## Task input
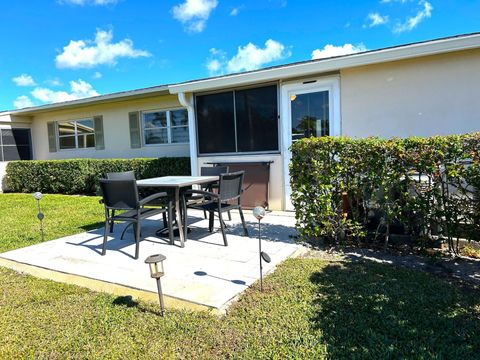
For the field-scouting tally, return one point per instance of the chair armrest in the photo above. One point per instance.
(152, 197)
(200, 192)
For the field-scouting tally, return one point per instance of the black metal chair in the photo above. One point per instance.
(209, 171)
(130, 175)
(227, 198)
(122, 203)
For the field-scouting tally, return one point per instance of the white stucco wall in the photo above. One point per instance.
(7, 122)
(434, 95)
(276, 189)
(116, 130)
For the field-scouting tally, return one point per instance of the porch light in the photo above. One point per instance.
(40, 216)
(259, 213)
(155, 262)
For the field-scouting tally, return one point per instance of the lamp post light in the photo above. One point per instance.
(155, 263)
(259, 214)
(38, 196)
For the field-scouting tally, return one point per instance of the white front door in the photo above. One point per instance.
(309, 108)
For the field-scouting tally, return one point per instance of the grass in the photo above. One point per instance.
(310, 309)
(64, 215)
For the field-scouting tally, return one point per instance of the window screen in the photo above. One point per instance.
(257, 119)
(15, 144)
(238, 121)
(216, 123)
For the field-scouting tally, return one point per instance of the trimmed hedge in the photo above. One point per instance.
(80, 176)
(416, 186)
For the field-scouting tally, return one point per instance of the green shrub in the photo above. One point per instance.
(338, 183)
(80, 176)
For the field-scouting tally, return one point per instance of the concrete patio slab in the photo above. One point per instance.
(204, 274)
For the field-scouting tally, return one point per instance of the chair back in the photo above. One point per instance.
(123, 175)
(119, 194)
(213, 170)
(230, 185)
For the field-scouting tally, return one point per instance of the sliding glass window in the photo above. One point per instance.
(238, 121)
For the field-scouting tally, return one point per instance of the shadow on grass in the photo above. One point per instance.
(370, 310)
(93, 226)
(126, 301)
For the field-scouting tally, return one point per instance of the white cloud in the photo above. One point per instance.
(88, 2)
(194, 13)
(376, 19)
(22, 101)
(53, 82)
(235, 11)
(332, 50)
(88, 53)
(24, 80)
(78, 90)
(251, 57)
(412, 22)
(248, 57)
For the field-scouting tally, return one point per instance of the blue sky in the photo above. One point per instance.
(57, 50)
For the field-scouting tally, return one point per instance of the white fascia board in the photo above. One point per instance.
(126, 95)
(332, 64)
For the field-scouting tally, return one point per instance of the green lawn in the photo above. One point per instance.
(310, 309)
(64, 215)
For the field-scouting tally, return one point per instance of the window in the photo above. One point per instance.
(310, 114)
(77, 134)
(165, 127)
(15, 144)
(238, 121)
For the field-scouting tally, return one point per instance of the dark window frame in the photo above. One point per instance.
(233, 90)
(3, 146)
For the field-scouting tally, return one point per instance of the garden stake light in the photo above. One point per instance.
(38, 196)
(157, 272)
(259, 213)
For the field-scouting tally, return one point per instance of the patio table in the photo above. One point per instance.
(177, 183)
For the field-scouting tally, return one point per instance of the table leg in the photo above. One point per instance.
(179, 217)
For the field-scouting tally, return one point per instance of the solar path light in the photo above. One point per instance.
(259, 214)
(155, 263)
(38, 196)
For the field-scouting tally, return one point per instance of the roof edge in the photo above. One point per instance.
(310, 67)
(95, 99)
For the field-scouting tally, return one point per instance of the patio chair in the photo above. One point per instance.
(227, 198)
(209, 171)
(130, 175)
(122, 203)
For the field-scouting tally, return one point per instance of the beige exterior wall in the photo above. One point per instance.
(7, 122)
(116, 130)
(434, 95)
(276, 189)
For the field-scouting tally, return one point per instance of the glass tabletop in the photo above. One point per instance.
(176, 181)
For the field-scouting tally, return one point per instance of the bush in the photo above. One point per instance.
(342, 188)
(80, 176)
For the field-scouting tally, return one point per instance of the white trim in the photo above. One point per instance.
(332, 64)
(187, 102)
(168, 127)
(330, 84)
(75, 134)
(307, 68)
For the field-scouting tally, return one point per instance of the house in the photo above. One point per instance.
(422, 89)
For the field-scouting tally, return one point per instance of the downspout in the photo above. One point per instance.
(186, 100)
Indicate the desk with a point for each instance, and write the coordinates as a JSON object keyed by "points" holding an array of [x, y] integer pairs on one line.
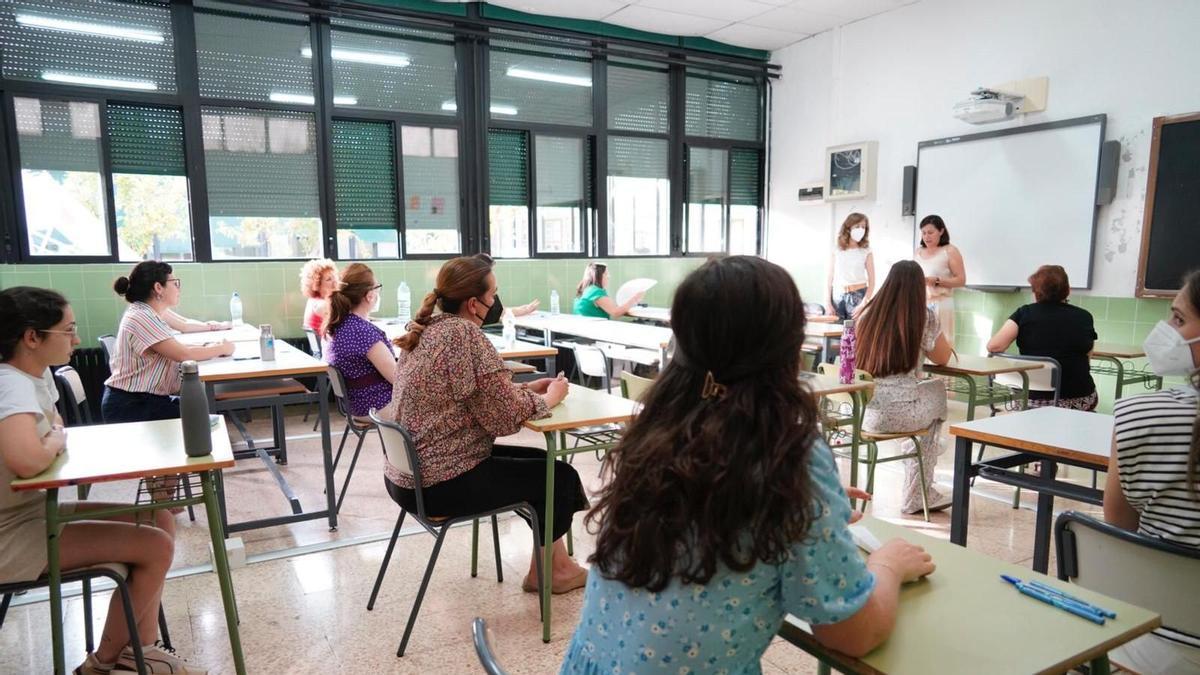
{"points": [[288, 362], [969, 366], [581, 407], [964, 619], [1051, 435], [145, 449], [1114, 360]]}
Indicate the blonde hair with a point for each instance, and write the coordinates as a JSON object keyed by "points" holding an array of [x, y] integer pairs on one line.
{"points": [[311, 274]]}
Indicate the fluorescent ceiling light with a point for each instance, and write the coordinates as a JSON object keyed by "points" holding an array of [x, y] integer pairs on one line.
{"points": [[496, 108], [526, 73], [118, 31], [375, 58], [67, 78]]}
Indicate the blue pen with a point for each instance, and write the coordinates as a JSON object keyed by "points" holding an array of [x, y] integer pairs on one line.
{"points": [[1036, 593], [1068, 597]]}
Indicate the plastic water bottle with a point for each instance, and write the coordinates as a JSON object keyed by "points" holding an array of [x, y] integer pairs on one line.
{"points": [[846, 353], [193, 412], [403, 304], [235, 310], [510, 329], [265, 342]]}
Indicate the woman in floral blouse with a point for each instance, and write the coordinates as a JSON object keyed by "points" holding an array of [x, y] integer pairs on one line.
{"points": [[455, 396]]}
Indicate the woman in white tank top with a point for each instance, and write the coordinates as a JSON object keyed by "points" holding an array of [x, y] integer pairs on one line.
{"points": [[851, 268], [942, 264]]}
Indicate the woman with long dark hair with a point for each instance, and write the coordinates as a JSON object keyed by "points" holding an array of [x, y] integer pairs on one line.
{"points": [[894, 335], [724, 511]]}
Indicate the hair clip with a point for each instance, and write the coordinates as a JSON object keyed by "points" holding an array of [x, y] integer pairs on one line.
{"points": [[712, 387]]}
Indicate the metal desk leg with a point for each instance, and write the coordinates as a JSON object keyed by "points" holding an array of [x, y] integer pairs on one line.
{"points": [[961, 500], [221, 566], [547, 549], [1044, 519], [54, 573]]}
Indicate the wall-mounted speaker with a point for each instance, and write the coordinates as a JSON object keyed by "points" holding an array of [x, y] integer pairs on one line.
{"points": [[909, 197]]}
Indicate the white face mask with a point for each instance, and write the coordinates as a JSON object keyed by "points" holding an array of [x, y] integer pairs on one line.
{"points": [[1168, 351]]}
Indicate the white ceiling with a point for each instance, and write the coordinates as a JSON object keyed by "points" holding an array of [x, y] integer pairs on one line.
{"points": [[759, 24]]}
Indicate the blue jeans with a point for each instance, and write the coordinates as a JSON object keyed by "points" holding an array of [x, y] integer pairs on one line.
{"points": [[118, 405]]}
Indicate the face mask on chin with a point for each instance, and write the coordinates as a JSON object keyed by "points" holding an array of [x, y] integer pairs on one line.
{"points": [[1169, 353]]}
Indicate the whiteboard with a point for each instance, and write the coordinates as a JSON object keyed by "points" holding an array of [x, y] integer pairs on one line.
{"points": [[1015, 199]]}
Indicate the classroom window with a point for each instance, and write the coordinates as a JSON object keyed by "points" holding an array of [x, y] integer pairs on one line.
{"points": [[60, 177], [562, 207], [639, 197], [124, 46], [707, 183], [149, 183], [413, 72], [253, 59], [547, 85], [262, 175], [431, 190], [365, 190], [508, 192]]}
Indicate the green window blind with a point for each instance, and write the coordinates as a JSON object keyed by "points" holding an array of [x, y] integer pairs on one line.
{"points": [[508, 161], [364, 174], [145, 139], [745, 177]]}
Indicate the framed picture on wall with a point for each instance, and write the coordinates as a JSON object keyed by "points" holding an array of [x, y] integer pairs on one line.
{"points": [[850, 171]]}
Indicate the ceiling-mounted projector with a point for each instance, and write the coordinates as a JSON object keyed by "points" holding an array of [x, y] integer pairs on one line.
{"points": [[988, 106]]}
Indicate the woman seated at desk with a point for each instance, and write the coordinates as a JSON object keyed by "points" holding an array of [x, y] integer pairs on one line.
{"points": [[144, 381], [592, 294], [1053, 328], [40, 332], [455, 396], [687, 569], [358, 348], [1152, 481]]}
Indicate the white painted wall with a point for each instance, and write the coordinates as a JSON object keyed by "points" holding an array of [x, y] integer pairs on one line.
{"points": [[894, 78]]}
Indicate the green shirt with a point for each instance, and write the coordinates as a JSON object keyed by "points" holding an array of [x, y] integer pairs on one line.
{"points": [[586, 304]]}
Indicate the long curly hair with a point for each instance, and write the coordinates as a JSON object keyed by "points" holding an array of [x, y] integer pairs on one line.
{"points": [[714, 470]]}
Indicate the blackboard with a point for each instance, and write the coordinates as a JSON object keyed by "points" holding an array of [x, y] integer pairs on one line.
{"points": [[1170, 236]]}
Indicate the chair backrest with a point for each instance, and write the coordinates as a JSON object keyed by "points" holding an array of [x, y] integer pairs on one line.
{"points": [[483, 637], [1131, 567], [313, 341], [400, 451], [634, 387], [71, 386]]}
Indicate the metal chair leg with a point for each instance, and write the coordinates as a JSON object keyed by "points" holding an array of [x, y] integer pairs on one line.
{"points": [[387, 559], [420, 593]]}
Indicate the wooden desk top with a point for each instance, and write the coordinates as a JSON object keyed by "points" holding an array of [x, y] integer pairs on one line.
{"points": [[1055, 432], [965, 619], [1117, 351], [288, 360], [585, 407], [972, 364], [119, 452]]}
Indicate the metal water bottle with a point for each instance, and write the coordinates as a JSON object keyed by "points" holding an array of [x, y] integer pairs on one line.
{"points": [[193, 412]]}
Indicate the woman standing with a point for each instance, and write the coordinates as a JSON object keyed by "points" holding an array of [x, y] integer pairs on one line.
{"points": [[895, 334], [318, 280], [942, 264], [144, 381], [851, 268]]}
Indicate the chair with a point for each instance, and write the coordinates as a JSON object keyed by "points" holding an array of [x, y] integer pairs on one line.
{"points": [[1133, 568], [400, 451], [118, 573], [483, 637]]}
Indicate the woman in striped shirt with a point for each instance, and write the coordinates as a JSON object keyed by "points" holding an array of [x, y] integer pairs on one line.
{"points": [[1152, 481], [144, 382]]}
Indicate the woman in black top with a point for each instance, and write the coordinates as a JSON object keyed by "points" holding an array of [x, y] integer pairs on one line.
{"points": [[1053, 328]]}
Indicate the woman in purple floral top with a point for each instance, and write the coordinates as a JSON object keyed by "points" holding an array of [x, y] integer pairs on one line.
{"points": [[355, 347]]}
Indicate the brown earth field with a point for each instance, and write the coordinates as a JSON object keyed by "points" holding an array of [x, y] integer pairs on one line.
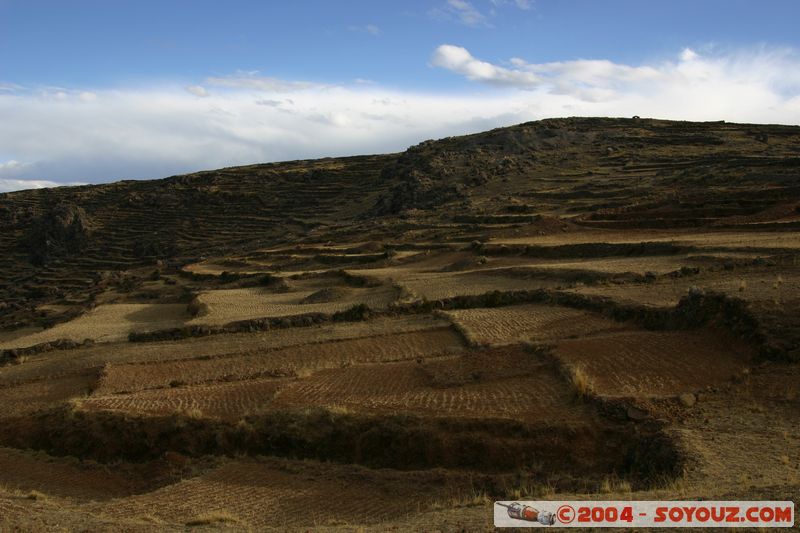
{"points": [[583, 308]]}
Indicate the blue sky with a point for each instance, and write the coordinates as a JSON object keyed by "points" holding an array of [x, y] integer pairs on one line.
{"points": [[95, 91]]}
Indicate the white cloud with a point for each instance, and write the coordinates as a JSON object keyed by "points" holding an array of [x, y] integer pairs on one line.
{"points": [[197, 90], [713, 79], [461, 11], [8, 185], [163, 130], [371, 29], [459, 60], [522, 4], [251, 80]]}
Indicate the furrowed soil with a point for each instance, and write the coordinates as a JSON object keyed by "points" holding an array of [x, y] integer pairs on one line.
{"points": [[564, 309]]}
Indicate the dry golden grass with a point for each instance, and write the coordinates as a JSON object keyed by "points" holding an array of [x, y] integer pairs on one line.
{"points": [[108, 323]]}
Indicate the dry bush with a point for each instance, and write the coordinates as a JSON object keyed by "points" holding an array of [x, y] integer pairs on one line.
{"points": [[196, 308], [580, 381], [614, 485], [217, 518]]}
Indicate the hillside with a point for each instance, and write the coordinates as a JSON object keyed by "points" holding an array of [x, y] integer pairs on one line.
{"points": [[570, 307]]}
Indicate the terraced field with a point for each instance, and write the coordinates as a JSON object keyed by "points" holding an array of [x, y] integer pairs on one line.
{"points": [[537, 323], [406, 387], [219, 400], [108, 323], [278, 362], [230, 305], [655, 364], [390, 343]]}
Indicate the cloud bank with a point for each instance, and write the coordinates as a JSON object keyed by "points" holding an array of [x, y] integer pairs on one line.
{"points": [[55, 135]]}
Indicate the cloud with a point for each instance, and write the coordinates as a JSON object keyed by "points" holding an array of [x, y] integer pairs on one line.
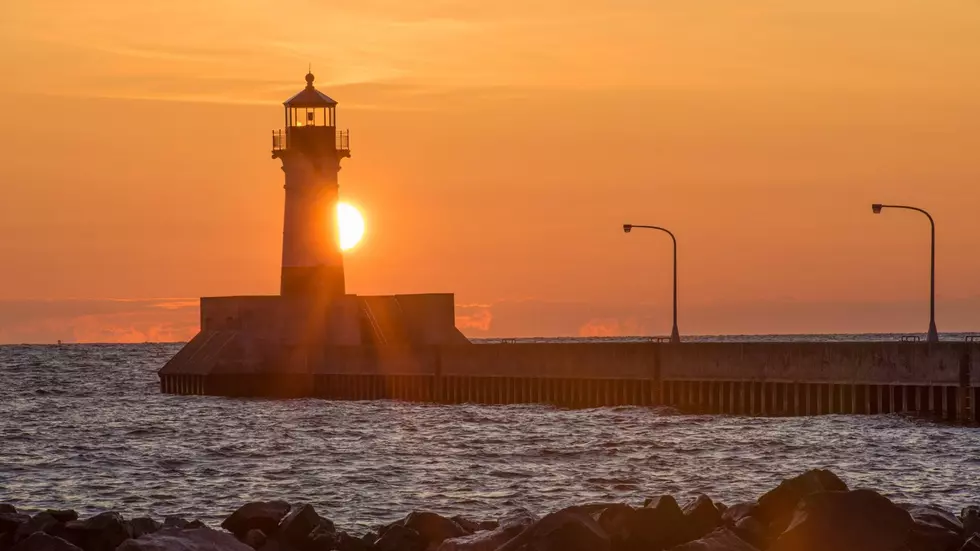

## Task item
Only the lines from the one containing "Indicate the cloud bank" through the last line of the entries should be transcribed, exactly and with no pictures.

## Response to this exercise
Indicate the cloud bank with a point for each instance, and write the coordinates as a JSON object keyed by "points" holding an array of [x, y] integer pairs on one line.
{"points": [[55, 135]]}
Indicate the cloud with a point for each instance, and write the coordinates as a JSON object keyed by "points" holding an array of [x, y] integer pairs on one line.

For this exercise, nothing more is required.